EXERCISE BRIEF: In your copy, include every line of the listing below exactly but none of the pictures.

RECORDS FOR PROCESSING:
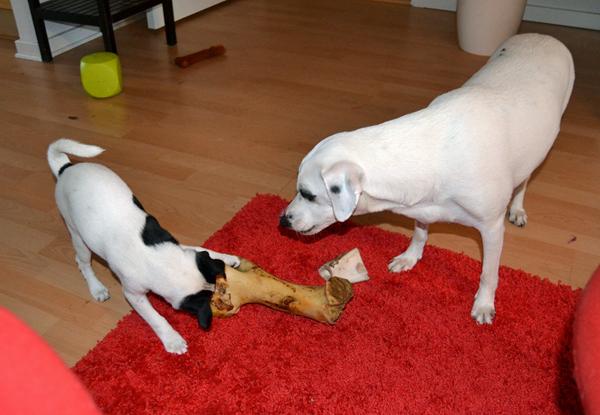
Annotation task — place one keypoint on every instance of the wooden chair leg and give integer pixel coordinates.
(40, 31)
(169, 22)
(105, 23)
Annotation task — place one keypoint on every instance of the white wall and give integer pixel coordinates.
(63, 37)
(575, 13)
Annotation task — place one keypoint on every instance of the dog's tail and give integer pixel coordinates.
(58, 150)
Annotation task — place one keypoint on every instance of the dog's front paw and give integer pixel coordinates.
(403, 262)
(100, 293)
(517, 217)
(483, 310)
(174, 343)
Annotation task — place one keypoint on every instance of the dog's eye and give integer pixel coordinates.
(307, 195)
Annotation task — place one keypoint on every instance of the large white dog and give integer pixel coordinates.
(459, 160)
(103, 216)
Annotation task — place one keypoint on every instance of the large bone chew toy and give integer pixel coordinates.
(251, 284)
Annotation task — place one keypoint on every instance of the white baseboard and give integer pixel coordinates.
(575, 13)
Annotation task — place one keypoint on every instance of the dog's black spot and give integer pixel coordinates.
(137, 203)
(199, 305)
(64, 167)
(210, 268)
(307, 195)
(154, 234)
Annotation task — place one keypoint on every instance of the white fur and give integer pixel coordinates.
(99, 212)
(458, 160)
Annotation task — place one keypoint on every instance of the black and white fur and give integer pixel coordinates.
(103, 216)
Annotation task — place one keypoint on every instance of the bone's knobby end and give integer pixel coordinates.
(221, 299)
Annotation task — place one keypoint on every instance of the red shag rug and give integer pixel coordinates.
(405, 344)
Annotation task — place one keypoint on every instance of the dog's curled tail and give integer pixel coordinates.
(58, 150)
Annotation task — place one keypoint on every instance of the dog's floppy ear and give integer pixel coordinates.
(343, 181)
(210, 268)
(199, 305)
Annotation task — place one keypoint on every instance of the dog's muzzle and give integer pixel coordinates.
(284, 220)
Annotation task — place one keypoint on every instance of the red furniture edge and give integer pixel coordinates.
(586, 345)
(34, 379)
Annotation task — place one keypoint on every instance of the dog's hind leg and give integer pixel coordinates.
(172, 341)
(516, 212)
(492, 236)
(83, 257)
(414, 252)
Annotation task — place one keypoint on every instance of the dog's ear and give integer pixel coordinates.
(199, 305)
(343, 181)
(210, 268)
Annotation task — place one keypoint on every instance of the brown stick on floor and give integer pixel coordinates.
(187, 60)
(251, 284)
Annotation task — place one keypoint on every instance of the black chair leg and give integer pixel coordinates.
(40, 31)
(105, 23)
(169, 22)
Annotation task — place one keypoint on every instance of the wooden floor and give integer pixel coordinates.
(197, 144)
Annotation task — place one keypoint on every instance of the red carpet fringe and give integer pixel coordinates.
(404, 345)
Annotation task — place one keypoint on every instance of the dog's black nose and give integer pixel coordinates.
(284, 220)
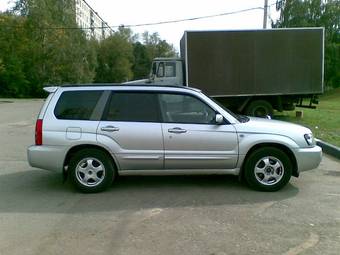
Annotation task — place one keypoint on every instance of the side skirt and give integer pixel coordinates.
(235, 171)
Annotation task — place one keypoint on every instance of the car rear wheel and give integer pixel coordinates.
(91, 170)
(268, 169)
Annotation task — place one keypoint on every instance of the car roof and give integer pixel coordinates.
(120, 86)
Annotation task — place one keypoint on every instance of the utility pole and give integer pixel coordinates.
(265, 14)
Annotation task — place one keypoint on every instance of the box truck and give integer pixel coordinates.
(250, 71)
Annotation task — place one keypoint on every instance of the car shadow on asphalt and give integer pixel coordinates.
(36, 191)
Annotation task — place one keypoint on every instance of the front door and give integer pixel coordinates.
(131, 128)
(192, 139)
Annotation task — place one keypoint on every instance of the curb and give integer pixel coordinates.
(329, 148)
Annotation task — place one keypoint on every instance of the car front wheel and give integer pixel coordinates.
(268, 169)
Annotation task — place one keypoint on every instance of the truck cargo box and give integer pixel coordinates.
(254, 62)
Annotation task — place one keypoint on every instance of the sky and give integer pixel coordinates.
(129, 12)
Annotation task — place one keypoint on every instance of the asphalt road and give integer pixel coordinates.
(158, 215)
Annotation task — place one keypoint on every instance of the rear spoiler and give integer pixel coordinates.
(51, 89)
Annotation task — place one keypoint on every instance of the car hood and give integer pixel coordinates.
(267, 126)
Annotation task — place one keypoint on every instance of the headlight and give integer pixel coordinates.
(309, 139)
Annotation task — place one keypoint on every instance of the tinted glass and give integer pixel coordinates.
(77, 105)
(126, 106)
(178, 108)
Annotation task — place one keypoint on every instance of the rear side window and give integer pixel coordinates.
(133, 106)
(77, 105)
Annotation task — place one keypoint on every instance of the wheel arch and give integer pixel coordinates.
(282, 147)
(79, 147)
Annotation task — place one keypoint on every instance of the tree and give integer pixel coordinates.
(52, 54)
(13, 81)
(115, 59)
(316, 13)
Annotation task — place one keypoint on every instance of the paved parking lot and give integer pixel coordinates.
(157, 215)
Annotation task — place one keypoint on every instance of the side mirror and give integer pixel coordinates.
(219, 119)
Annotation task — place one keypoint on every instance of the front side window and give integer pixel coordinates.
(77, 105)
(181, 108)
(166, 69)
(133, 106)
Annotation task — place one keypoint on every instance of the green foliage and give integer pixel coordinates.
(115, 59)
(317, 13)
(36, 50)
(323, 121)
(13, 81)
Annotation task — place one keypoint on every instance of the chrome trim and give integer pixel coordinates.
(197, 158)
(235, 171)
(142, 157)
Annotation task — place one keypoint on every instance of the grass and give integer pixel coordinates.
(324, 121)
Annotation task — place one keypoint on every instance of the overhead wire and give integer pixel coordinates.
(156, 23)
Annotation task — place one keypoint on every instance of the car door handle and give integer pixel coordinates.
(177, 130)
(109, 129)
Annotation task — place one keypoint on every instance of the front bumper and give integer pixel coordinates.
(308, 158)
(46, 157)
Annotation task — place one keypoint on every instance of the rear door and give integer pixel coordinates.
(192, 139)
(131, 128)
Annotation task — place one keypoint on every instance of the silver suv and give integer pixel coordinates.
(93, 133)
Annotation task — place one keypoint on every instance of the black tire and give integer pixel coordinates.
(276, 167)
(259, 108)
(91, 170)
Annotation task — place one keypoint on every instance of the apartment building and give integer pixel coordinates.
(88, 19)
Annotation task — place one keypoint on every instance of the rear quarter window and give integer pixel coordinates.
(77, 105)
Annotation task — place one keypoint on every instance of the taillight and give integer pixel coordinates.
(38, 132)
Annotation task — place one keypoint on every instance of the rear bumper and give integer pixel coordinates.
(308, 158)
(46, 157)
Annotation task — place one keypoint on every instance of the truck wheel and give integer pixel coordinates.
(259, 108)
(268, 169)
(91, 170)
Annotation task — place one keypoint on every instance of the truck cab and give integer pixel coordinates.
(167, 71)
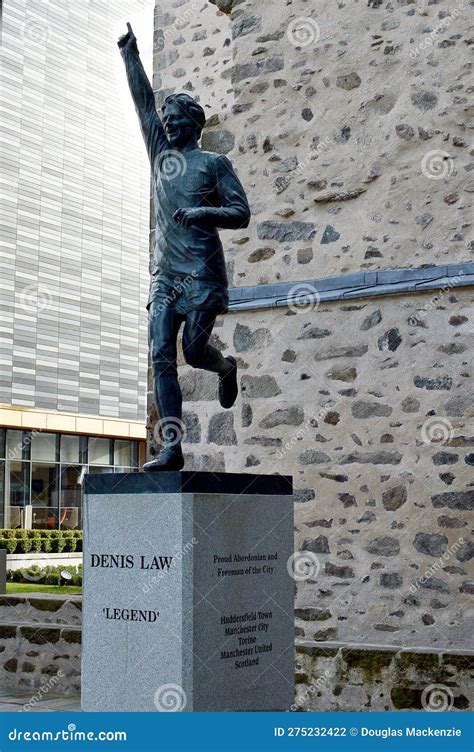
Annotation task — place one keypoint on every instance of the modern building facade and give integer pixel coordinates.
(74, 256)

OUTPUT:
Annotation task — place one keypoint on every instance of the wooden chair leg and give integer pixel coordinates.
(40, 31)
(169, 22)
(105, 23)
Annotation task — place one keypoint on every instance of the white wall and give integer pixel coordinates.
(63, 37)
(575, 13)
Annotation task — place one keypoint on every instance of the dog's tail and give integer pixel coordinates.
(58, 150)
Annotation task — place one keypoint on every instance of the dog's front paw and give integer pixel coordinates.
(403, 262)
(100, 293)
(517, 217)
(483, 310)
(174, 343)
Annotation task — place one keypoint on every instance of the dog's eye and give integer pixel coordinates.
(307, 195)
Annotation task — place one keypoint on every instance of the large white dog and give integer pixel coordinates.
(459, 160)
(103, 216)
Annotation task — place one keypoint on every instance of the large bone chew toy and give integer pixel coordinates.
(251, 284)
Annotation task — place one keypoint on every instance of the white baseboard and give integer pixel coordinates.
(575, 13)
Annotation task — place one keypoint on every instance of the dog's black spot and give integer pixel coordinates.
(137, 203)
(199, 305)
(64, 167)
(210, 268)
(307, 195)
(154, 234)
Annotation task — place one keypoint on every instance of the white fur and give integer pixel coordinates.
(99, 212)
(458, 160)
Annotation task — place one keypoint on every instance of the black and white fur and give integer pixel coordinates.
(103, 216)
Annotation task — place one keypoint on every instance of the bone's knobby end and give integer pixel coordinates.
(221, 299)
Annotation task — place one keypoint on every instance of the red shag rug and give integer pixel coordinates.
(405, 344)
Annotation task — place one keypoint on every instance of the dog's curled tail and give integer pixel coordinates.
(58, 150)
Annotation task — place one keypoint on every instance of the dog's floppy ear and give integer pixel coordinates.
(343, 181)
(210, 268)
(199, 305)
Annotation task — place one keypoint on every instance of the dog's muzzle and give integer pixel coordinates.
(284, 220)
Annotation task — place one keypoint on every instance of the red furniture edge and give integer pixel coordinates.
(586, 345)
(34, 379)
Annotation task — place one keypoint on every instance of the dog's hind leg and give integer pixel coordinates.
(172, 341)
(516, 212)
(492, 236)
(83, 257)
(414, 252)
Annotation task — place one keypoint on every instance of the dog's ear and give integer pixel coordinates.
(199, 305)
(343, 181)
(210, 268)
Annotation task — place one keypoint on every instance of the brown stick on floor and give integer pixel coordinates.
(187, 60)
(251, 284)
Annotation task — place one keypoint on every instance of the black chair leg and give integer pixel coordinates.
(40, 31)
(105, 23)
(169, 22)
Annotation task — place one keypoint on every instance of the wooden floor and give integer pixel coordinates.
(197, 144)
Annotation task — place one keypoint on every instance of the red carpet fringe and give integer pixel coordinates.
(404, 345)
Annotation task — place one keypoint on every instance of the dog's black nose and give integer pixel coordinates.
(284, 220)
Annotation task — place one keypoint on every instance of the side skirt and give integer pixel coordinates.
(235, 171)
Annotation task — place one keypoint on every instance of the car rear wheel and give integer pixel coordinates.
(91, 170)
(268, 169)
Annotation task — place one keypoint on every instance of the car roof and give integer pixel coordinates.
(120, 86)
Annotation task — place one keypoint on every instance of the utility pole and give integer pixel coordinates.
(265, 14)
Annotation task — place one keypoint on every instance of the box truck and give integer pixel coordinates.
(250, 71)
Annotation task — place one keypoint on every instance of the car shadow on asphalt and give integer pixel coordinates.
(36, 191)
Annotation task — place one keypoint on every instance of the front door and give integer pixel coordinates.
(131, 128)
(192, 139)
Annotation task — place one keypoint on every instance of the curb and give integer pixel coordinates.
(329, 148)
Annotation task — place one keypoint on every instance of the car front wheel and give integer pixel coordinates.
(268, 169)
Annotation task — place one keypoint on every instance of the truck cargo box and give integer pixel coordinates.
(254, 62)
Annotation task — place one keypoint on every instance of the sky and give integer pixel coordinates.
(129, 12)
Annotation task — place one keypoint on every instance of the asphalt road and give integer pixel coordinates.
(158, 215)
Annotation task — place one keypoint on every instance of the rear spoiler and give integer pixel coordinates.
(51, 89)
Annotation task — place one keypoint on every instance of the car hood and give integer pixel coordinates.
(267, 126)
Annotation task — place one keypoint on every instance of the headlight and give integer pixel coordinates.
(309, 139)
Annotation task — place one keypoint on every instance of the tinted glass and give integer pixel coordinates.
(77, 105)
(126, 106)
(178, 108)
Annotation task — place one keypoint on every instance of the rear side window and give integer pixel coordinates.
(133, 106)
(77, 105)
Annotation task — place one keypoint on every instance of the wheel arch and give integer pixel coordinates.
(282, 147)
(79, 147)
Annotation task — place one keypoint on every instance of the tree and give integer pixel coordinates.
(52, 54)
(13, 81)
(115, 59)
(316, 13)
Annotation task — place one keypoint on every instance of the paved parking lot and give integer pixel coordinates.
(157, 215)
Annotation task — place one keypoint on every instance of the side mirror and give integer pixel coordinates.
(219, 119)
Annotation task — place one keypoint on every instance of the front side window and give integer pixel coordinates.
(77, 105)
(181, 108)
(166, 69)
(133, 106)
Annotation task — place one keypoint on every instance of the green foliage and give integer pixel coordinates.
(115, 59)
(317, 13)
(36, 50)
(323, 121)
(13, 81)
Annotation task — place one keypoint on every instance of the chrome trim and give integer pixel coordinates.
(197, 158)
(235, 171)
(142, 157)
Annotation task — place one keypoint on every instance of the grass and give integer pixel coordinates.
(324, 121)
Annotation task — place one keypoint on every instance of the overhead wire and give integer pixel coordinates.
(156, 23)
Annotation task — place one keypoint on every instance of the car door handle and give integer pixel coordinates.
(177, 130)
(109, 129)
Annotation task — place one keypoint on every instance of the front bumper and give integer pixel coordinates.
(308, 158)
(46, 157)
Annotation task — place one keypoint on every instance of the rear door and give integer pixel coordinates.
(192, 139)
(131, 128)
Annotation task — place one keypoint on every instance of the silver suv and give integer pixel coordinates.
(93, 133)
Annotation task — place one keypoint on every instance of the black tire and give integer pixel coordinates.
(276, 167)
(259, 108)
(91, 170)
Annotation task — place one keypoint on every instance of the apartment building and give integer pixel coordinates.
(88, 19)
Annotation task — place one keypoint on every instance of the rear quarter window and give integer pixel coordinates.
(77, 105)
Annotation task — place one keypoint on every instance of the taillight and give integer pixel coordinates.
(38, 132)
Annotation task — place one keypoint on every instance of the rear bumper and give integer pixel coordinates.
(308, 158)
(46, 157)
Annotation task — place one keypoint on every instance of the truck wheel and give integer pixel coordinates.
(259, 108)
(268, 169)
(91, 170)
Annotation task — place one keypoint on every instance of the truck cab and give integer pixel coordinates.
(167, 71)
Annotation task — place one keypoint on every instance of the modern building facade and give integer pixel coordinates.
(74, 256)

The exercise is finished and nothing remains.